(Material for this task Opens)

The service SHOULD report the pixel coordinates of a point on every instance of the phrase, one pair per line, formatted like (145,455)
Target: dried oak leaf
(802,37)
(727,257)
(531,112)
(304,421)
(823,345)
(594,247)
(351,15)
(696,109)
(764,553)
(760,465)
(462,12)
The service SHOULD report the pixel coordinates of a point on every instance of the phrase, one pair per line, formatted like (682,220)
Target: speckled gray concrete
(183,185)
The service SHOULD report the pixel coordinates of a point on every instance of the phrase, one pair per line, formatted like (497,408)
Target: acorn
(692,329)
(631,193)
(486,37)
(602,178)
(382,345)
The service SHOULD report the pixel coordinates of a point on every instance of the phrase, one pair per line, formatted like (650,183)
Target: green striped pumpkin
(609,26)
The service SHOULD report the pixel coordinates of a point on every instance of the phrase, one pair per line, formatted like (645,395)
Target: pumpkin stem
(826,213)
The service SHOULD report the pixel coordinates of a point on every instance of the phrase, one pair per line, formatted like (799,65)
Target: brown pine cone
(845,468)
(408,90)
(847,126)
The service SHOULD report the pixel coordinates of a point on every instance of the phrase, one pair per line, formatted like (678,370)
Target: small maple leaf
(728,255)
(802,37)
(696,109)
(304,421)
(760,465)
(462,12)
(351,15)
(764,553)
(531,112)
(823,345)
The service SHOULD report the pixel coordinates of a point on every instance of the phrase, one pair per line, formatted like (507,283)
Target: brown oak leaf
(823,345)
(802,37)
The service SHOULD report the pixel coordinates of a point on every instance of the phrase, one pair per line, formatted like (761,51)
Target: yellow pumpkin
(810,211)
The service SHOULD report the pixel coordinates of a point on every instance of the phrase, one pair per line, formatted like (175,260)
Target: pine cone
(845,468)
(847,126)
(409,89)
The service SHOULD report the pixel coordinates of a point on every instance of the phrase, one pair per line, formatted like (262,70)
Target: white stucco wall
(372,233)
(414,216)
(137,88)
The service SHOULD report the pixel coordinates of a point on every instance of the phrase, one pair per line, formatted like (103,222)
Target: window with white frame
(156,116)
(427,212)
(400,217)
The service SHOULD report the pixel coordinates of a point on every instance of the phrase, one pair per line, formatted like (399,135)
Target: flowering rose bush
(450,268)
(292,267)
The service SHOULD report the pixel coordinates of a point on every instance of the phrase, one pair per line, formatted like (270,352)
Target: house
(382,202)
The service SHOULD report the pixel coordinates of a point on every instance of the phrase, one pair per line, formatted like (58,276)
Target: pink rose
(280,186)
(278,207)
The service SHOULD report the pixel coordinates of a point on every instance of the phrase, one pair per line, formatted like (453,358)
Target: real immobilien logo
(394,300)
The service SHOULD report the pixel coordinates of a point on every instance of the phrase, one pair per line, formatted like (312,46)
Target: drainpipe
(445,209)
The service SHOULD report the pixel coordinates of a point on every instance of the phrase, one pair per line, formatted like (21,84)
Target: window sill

(Material for this task Closes)

◆ What to produce:
Within the listing above, give again exactly every line from the line with "Target: acorn" through the line with "formatted like (678,370)", both included, and no other line.

◆ Task result:
Target: acorn
(692,329)
(631,193)
(486,37)
(602,178)
(382,345)
The service SHOULD report the pixel coordinates of a point on every instance of the phrase, one pair per line, formatted like (650,183)
Target: green striped pumpkin
(609,26)
The service SHOULD report the pixel coordinates of a point on every instance of the phrase, one pair per line, formatted like (645,395)
Target: pumpkin stem
(826,213)
The service SHOULD report the pixel coordinates of a point on every instance of the phrase, one pair per line, formatted like (799,65)
Target: brown pine cone
(845,468)
(408,90)
(847,126)
The service SHOULD report the pixel coordinates of a point on every instance of the phrase, one pair per line, formatted like (678,370)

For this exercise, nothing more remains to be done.